→ **Required work**
Answer these questions using the text below about the Committee on World Food Security.
(a) In what year was the CFS established?
(b) To which bodies does the Committee report?
(c) Where was the opening session of the 36th session held?

→ **Text passage**

* * * * * * * * *

The CFS

11 October 2010, Rome - Opening session of the 36th session of the Committee on World Food Security (CFS), FAO headquarters (Plenary Hall).   The CFS is a high-level intergovernmental body focusing on world food security. It acts as a key UN multi-stakeholder forum for discussion, coordination and policy convergence aimed at addressing the roots of hunger and malnutrition. In 2009 the CFS initiated reforms aimed at involving a wider range of participants, including civil society, and increasing its ability to promote polices that reduce food insecurity.

What is the CFS?

The Committee on Food Security is the foremost inclusive intergovernmental and international political platform on food security and nutrition with the explicit vision to foster the progressive realization of the right to adequate food for all.

The CFS was established in 1974 as an intergovernmental committee, hosted by FAO, to monitor the commitments made during the first World Food Conference in 1974, and later the World Food Summit in 1996

In 2009, under the impression of the world food price crises 2007/2008, the CFS underwent a profound reform and became the foremost inclusive platform with a particular openness to the participation of civil society. The Committee reports to the UN General Assembly through the Economic and Social Council (ECOSOC) and to FAO Conference.

* * * * * * * * *

→ **Raw data**

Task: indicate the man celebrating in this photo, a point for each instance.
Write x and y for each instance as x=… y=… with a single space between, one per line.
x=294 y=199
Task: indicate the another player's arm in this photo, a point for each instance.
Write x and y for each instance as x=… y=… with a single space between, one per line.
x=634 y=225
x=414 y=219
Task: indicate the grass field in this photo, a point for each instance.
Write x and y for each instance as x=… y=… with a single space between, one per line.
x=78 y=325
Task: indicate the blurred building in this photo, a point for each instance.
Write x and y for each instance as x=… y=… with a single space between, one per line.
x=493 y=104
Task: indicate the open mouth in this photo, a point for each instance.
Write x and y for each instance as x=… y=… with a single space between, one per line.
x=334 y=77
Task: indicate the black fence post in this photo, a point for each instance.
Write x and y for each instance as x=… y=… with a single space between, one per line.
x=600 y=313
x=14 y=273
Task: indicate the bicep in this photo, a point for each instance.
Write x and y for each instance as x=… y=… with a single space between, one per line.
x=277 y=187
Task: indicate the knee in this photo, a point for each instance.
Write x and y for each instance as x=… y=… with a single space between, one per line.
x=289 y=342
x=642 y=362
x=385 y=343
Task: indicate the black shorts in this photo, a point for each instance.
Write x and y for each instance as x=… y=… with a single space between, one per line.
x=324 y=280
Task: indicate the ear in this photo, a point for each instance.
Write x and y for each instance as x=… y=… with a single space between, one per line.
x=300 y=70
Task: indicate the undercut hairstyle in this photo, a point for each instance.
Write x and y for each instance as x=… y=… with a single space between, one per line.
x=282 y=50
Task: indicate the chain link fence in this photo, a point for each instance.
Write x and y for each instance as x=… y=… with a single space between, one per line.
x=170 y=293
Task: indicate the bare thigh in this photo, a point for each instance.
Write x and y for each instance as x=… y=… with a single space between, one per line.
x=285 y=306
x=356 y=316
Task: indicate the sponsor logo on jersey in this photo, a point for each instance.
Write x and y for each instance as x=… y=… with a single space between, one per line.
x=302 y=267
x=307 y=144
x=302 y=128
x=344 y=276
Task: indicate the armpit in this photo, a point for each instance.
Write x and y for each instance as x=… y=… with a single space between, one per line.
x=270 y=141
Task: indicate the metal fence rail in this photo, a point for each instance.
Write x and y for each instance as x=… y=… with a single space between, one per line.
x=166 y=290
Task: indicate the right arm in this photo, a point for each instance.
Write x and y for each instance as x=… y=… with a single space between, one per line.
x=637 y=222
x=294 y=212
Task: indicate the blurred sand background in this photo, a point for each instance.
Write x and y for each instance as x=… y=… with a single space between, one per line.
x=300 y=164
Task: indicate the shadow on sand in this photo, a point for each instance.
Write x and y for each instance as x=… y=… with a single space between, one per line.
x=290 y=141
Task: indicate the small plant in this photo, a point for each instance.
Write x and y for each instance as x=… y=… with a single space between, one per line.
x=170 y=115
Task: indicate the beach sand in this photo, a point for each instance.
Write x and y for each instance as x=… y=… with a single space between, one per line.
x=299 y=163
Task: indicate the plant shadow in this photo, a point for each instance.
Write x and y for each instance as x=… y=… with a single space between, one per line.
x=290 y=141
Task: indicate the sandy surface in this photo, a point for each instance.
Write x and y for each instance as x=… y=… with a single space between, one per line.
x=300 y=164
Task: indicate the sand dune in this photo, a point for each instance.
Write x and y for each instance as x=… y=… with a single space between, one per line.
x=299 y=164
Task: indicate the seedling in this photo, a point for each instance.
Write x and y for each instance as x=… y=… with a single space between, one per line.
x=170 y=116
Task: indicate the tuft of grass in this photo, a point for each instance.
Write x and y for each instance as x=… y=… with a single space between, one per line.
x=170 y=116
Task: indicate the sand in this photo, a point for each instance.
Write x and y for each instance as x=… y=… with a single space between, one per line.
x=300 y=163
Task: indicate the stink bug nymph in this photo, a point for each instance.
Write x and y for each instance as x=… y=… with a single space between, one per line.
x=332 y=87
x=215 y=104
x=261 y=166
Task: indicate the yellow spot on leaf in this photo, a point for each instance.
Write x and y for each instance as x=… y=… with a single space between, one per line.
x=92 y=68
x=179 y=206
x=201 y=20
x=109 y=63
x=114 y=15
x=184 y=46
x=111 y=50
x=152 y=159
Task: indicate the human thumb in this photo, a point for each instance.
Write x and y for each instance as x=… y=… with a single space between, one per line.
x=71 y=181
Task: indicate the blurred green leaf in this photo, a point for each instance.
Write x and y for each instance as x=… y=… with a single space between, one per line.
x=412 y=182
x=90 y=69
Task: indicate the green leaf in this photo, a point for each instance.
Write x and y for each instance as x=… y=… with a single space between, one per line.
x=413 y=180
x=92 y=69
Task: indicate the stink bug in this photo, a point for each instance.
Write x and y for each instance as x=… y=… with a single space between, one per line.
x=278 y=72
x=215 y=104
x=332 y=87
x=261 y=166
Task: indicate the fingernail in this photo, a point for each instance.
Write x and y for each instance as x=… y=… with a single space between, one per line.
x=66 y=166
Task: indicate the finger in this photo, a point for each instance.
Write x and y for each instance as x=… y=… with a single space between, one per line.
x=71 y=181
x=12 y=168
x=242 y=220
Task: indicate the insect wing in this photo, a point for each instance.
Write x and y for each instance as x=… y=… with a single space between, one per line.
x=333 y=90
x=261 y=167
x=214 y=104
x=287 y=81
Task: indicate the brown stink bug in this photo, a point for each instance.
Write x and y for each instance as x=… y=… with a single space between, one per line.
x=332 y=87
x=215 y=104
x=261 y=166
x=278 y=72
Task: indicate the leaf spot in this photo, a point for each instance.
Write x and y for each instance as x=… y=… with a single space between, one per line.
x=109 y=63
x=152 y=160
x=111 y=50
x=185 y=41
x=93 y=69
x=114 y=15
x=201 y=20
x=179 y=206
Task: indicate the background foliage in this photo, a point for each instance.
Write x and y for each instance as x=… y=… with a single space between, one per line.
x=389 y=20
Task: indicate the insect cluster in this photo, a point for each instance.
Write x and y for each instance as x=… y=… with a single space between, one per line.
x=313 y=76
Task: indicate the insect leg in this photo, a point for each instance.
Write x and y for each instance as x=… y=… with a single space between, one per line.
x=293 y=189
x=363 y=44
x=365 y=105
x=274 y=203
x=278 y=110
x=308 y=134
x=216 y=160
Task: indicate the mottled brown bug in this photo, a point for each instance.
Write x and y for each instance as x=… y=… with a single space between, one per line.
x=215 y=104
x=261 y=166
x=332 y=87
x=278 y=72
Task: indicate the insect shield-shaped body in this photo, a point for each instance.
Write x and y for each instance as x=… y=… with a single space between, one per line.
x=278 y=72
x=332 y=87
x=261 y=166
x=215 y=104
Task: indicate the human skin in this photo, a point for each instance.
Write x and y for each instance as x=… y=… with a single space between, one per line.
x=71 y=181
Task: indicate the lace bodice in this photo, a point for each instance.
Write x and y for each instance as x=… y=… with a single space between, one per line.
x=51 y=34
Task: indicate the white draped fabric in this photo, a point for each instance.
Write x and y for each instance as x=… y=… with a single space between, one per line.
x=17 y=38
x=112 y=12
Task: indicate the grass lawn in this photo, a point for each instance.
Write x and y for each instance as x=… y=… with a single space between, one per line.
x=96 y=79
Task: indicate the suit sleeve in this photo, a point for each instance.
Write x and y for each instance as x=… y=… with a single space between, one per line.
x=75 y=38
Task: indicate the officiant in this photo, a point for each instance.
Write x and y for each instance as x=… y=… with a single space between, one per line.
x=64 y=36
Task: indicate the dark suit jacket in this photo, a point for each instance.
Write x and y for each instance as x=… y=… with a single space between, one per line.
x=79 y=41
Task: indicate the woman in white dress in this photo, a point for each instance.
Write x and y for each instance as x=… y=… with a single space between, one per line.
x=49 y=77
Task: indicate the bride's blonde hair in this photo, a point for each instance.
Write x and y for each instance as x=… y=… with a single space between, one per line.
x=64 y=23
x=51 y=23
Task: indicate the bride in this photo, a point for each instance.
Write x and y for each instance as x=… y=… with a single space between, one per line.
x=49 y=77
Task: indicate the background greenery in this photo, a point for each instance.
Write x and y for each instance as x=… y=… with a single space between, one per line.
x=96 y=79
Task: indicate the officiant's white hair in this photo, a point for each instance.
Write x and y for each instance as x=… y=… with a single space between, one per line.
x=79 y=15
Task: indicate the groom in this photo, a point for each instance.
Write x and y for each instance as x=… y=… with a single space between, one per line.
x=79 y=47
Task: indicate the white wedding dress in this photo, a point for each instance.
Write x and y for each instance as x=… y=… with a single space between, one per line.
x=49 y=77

* * * * * * * * *

→ **Task solution**
(a) The CFS was established in 1974.
(b) It reports to the UN General Assembly through the Economic and Social Council (ECOSOC), and to FAO Conference.
(c) It was held at FAO headquarters in Rome, in the Plenary Hall.